▶ [The data]
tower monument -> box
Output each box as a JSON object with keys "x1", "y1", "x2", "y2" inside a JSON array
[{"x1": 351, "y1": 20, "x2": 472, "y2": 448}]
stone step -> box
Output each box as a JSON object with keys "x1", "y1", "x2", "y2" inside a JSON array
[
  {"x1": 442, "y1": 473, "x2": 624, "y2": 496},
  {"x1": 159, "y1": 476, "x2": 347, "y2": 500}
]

▶ [Written problem] Reproduce the entire listing above verbatim, line for line.

▶ [Exercise answer]
tower monument -> box
Output each box as a JSON object with keys "x1", "y1", "x2", "y2" inside a JSON array
[{"x1": 351, "y1": 20, "x2": 472, "y2": 448}]
stone step -> box
Output each box as a JSON object with keys "x1", "y1", "x2", "y2" inside a JSON array
[
  {"x1": 442, "y1": 473, "x2": 624, "y2": 496},
  {"x1": 159, "y1": 476, "x2": 347, "y2": 500}
]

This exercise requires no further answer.